▶ [Directive] Repeat the material verbatim. Images are excluded from the copy.

▶ [Input records]
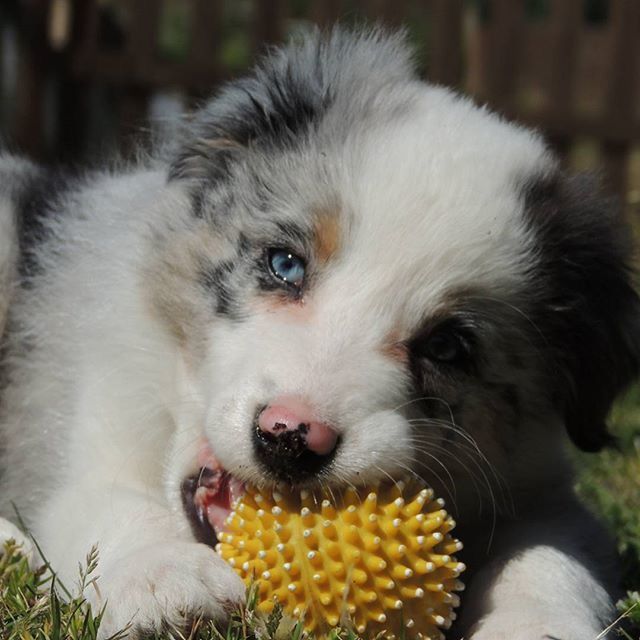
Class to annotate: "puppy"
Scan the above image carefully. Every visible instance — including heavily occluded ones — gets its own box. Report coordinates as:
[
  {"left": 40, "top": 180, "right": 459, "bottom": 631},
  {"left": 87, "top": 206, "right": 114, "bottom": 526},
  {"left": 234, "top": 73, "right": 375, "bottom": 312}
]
[{"left": 0, "top": 29, "right": 639, "bottom": 640}]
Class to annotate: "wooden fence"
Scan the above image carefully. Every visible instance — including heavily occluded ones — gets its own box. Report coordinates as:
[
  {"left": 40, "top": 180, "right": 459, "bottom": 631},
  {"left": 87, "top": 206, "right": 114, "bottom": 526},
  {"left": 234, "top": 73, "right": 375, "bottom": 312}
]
[{"left": 5, "top": 0, "right": 640, "bottom": 202}]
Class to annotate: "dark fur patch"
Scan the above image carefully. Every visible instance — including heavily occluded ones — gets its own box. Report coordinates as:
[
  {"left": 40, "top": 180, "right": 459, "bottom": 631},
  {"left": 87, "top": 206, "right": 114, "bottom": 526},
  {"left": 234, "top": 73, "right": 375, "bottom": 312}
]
[
  {"left": 169, "top": 41, "right": 332, "bottom": 184},
  {"left": 16, "top": 169, "right": 74, "bottom": 278},
  {"left": 523, "top": 175, "right": 640, "bottom": 451}
]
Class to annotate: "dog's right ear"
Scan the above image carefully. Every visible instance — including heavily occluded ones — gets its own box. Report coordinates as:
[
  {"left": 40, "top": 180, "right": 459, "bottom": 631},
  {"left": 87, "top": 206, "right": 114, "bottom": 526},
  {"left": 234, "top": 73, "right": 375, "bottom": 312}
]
[
  {"left": 170, "top": 27, "right": 414, "bottom": 182},
  {"left": 526, "top": 174, "right": 640, "bottom": 451},
  {"left": 170, "top": 33, "right": 330, "bottom": 183}
]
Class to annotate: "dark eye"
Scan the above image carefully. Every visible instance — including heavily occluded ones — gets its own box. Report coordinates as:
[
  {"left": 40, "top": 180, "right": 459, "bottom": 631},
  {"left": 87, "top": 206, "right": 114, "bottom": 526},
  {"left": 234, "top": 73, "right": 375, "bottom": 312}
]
[
  {"left": 424, "top": 329, "right": 466, "bottom": 362},
  {"left": 268, "top": 249, "right": 306, "bottom": 287}
]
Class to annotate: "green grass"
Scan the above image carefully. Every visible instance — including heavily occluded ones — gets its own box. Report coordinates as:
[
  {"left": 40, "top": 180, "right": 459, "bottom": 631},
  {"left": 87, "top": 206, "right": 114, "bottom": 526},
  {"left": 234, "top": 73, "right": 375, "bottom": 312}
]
[{"left": 0, "top": 387, "right": 640, "bottom": 640}]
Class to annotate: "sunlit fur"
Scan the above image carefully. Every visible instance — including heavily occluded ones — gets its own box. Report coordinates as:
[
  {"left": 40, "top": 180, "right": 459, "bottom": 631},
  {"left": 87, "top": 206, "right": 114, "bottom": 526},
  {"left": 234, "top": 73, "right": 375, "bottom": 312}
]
[{"left": 0, "top": 30, "right": 637, "bottom": 640}]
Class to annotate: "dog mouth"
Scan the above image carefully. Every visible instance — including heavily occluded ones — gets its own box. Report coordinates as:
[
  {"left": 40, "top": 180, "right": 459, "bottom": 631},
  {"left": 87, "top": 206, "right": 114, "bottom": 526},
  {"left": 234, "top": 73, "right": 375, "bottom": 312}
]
[{"left": 181, "top": 455, "right": 244, "bottom": 546}]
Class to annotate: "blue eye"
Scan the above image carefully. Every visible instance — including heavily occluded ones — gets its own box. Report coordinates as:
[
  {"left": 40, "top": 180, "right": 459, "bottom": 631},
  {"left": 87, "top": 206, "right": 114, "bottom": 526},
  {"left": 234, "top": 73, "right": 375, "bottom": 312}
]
[{"left": 269, "top": 249, "right": 305, "bottom": 286}]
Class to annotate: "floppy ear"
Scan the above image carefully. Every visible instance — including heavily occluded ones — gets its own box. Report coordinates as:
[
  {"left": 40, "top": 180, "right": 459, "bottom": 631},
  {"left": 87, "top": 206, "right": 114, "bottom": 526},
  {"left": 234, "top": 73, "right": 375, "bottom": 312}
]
[
  {"left": 525, "top": 175, "right": 640, "bottom": 451},
  {"left": 171, "top": 27, "right": 415, "bottom": 181},
  {"left": 170, "top": 30, "right": 330, "bottom": 182}
]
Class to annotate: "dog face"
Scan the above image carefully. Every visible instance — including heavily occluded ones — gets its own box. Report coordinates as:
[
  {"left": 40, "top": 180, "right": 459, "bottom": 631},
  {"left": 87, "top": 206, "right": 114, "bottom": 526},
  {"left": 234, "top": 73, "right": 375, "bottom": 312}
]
[{"left": 149, "top": 31, "right": 637, "bottom": 520}]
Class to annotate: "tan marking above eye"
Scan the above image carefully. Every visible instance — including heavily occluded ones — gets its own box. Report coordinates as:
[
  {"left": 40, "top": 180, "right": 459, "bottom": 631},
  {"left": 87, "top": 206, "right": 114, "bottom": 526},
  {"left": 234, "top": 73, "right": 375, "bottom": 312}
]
[
  {"left": 314, "top": 211, "right": 342, "bottom": 262},
  {"left": 381, "top": 336, "right": 409, "bottom": 365}
]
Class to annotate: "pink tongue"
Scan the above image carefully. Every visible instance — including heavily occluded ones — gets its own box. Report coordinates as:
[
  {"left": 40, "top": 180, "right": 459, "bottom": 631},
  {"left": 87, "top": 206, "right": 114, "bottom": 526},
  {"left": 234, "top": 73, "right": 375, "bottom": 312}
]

▶ [Problem solution]
Class to annotate: "puppy"
Scan the above image carefully. Every visible instance — including heavily occluded ones — gets its own box. Report coordinates as:
[
  {"left": 40, "top": 180, "right": 459, "bottom": 631},
  {"left": 87, "top": 206, "right": 114, "bottom": 526},
  {"left": 234, "top": 73, "right": 375, "bottom": 312}
]
[{"left": 0, "top": 29, "right": 639, "bottom": 640}]
Class to annotate: "wooden fence"
Scan the above image carefully. Every visible instance — including heavily occluded ones — gets its own box. Report coordinates as:
[
  {"left": 40, "top": 180, "right": 459, "bottom": 631},
  {"left": 87, "top": 206, "right": 114, "bottom": 526},
  {"left": 234, "top": 73, "right": 375, "bottom": 312}
]
[{"left": 5, "top": 0, "right": 640, "bottom": 202}]
Class to annotate: "dark fur patch"
Scan the above image carefully. Every visible instance — including heavily occluded ones — gets its own box. Report coordinates as:
[
  {"left": 40, "top": 180, "right": 459, "bottom": 631},
  {"left": 87, "top": 206, "right": 114, "bottom": 526},
  {"left": 234, "top": 73, "right": 375, "bottom": 312}
]
[
  {"left": 169, "top": 41, "right": 332, "bottom": 184},
  {"left": 16, "top": 169, "right": 74, "bottom": 278},
  {"left": 523, "top": 175, "right": 640, "bottom": 451}
]
Class to annotate: "dog's right ear"
Scan the above image carefully. Every visible instance — including heavily occluded ones — gets its own box. Report coordinates as:
[
  {"left": 40, "top": 180, "right": 459, "bottom": 631},
  {"left": 87, "top": 206, "right": 114, "bottom": 526},
  {"left": 234, "top": 73, "right": 375, "bottom": 312}
]
[
  {"left": 170, "top": 27, "right": 414, "bottom": 182},
  {"left": 526, "top": 174, "right": 640, "bottom": 451},
  {"left": 170, "top": 33, "right": 330, "bottom": 183}
]
Class to annotate: "dark eye"
Scan the above image carefully. Every visible instance — including heavily occluded ones — gets its own box. Report coordinates as:
[
  {"left": 40, "top": 180, "right": 459, "bottom": 631},
  {"left": 87, "top": 206, "right": 114, "bottom": 526},
  {"left": 234, "top": 73, "right": 375, "bottom": 312}
]
[
  {"left": 424, "top": 329, "right": 466, "bottom": 362},
  {"left": 268, "top": 249, "right": 306, "bottom": 287}
]
Class to annotate: "green grass"
Scan the above image carefully. Every visible instance — including heavily occluded ones — gets its own box. Report coordinates as:
[
  {"left": 40, "top": 180, "right": 459, "bottom": 631},
  {"left": 87, "top": 206, "right": 114, "bottom": 526},
  {"left": 234, "top": 73, "right": 375, "bottom": 312}
]
[{"left": 0, "top": 387, "right": 640, "bottom": 640}]
Class to annotate: "sunlit fur"
Scan the above image carefully. Every visible instance — including heavily occluded ones — gets its own box. Report coordinates as:
[
  {"left": 40, "top": 180, "right": 459, "bottom": 631},
  {"left": 87, "top": 206, "right": 114, "bottom": 526},
  {"left": 234, "top": 73, "right": 375, "bottom": 312}
]
[{"left": 0, "top": 30, "right": 637, "bottom": 640}]
Class to annotate: "dog mouth"
Scan the above image carefully. Every visible instance — including heavily occluded ones — gets its own box. Report coordinates as:
[
  {"left": 40, "top": 180, "right": 459, "bottom": 631},
  {"left": 87, "top": 206, "right": 114, "bottom": 526},
  {"left": 234, "top": 73, "right": 375, "bottom": 312}
]
[{"left": 181, "top": 455, "right": 244, "bottom": 546}]
Class to annotate: "blue eye"
Scan the above image carefully. Every visible instance — including heavily occluded ones — gets its own box. Report coordinates as:
[
  {"left": 40, "top": 180, "right": 459, "bottom": 631},
  {"left": 87, "top": 206, "right": 114, "bottom": 526},
  {"left": 234, "top": 73, "right": 375, "bottom": 312}
]
[{"left": 269, "top": 249, "right": 305, "bottom": 286}]
Class to annotate: "floppy ear"
Scan the above image carefully. Every visible instance — including heavily occluded ones — gets its own box. Report coordinates as:
[
  {"left": 40, "top": 180, "right": 459, "bottom": 631},
  {"left": 87, "top": 206, "right": 114, "bottom": 526},
  {"left": 234, "top": 73, "right": 375, "bottom": 312}
]
[
  {"left": 525, "top": 175, "right": 640, "bottom": 451},
  {"left": 171, "top": 27, "right": 415, "bottom": 181},
  {"left": 170, "top": 30, "right": 330, "bottom": 182}
]
Class to annotate: "dog face"
Scan the above image carefully. Every visible instance — including heavily occluded ones — gets its own box. Report coordinates as:
[
  {"left": 40, "top": 180, "right": 459, "bottom": 631},
  {"left": 87, "top": 206, "right": 114, "bottom": 526},
  {"left": 234, "top": 73, "right": 375, "bottom": 312}
]
[{"left": 149, "top": 31, "right": 637, "bottom": 520}]
Class to annotate: "tan marking above eye"
Scan the above image carefully. Every visible instance — including heavily occluded ones — gets its own box. Report coordinates as:
[
  {"left": 40, "top": 180, "right": 459, "bottom": 631},
  {"left": 87, "top": 206, "right": 114, "bottom": 526},
  {"left": 234, "top": 73, "right": 375, "bottom": 312}
]
[
  {"left": 314, "top": 211, "right": 342, "bottom": 262},
  {"left": 381, "top": 336, "right": 409, "bottom": 365}
]
Class to annotate: "pink tongue"
Scan the above image carefully. Every visible instance — including heavily occluded ones — gets its own box. Report coordinates as:
[
  {"left": 40, "top": 180, "right": 459, "bottom": 631},
  {"left": 87, "top": 206, "right": 114, "bottom": 526},
  {"left": 234, "top": 73, "right": 375, "bottom": 312}
]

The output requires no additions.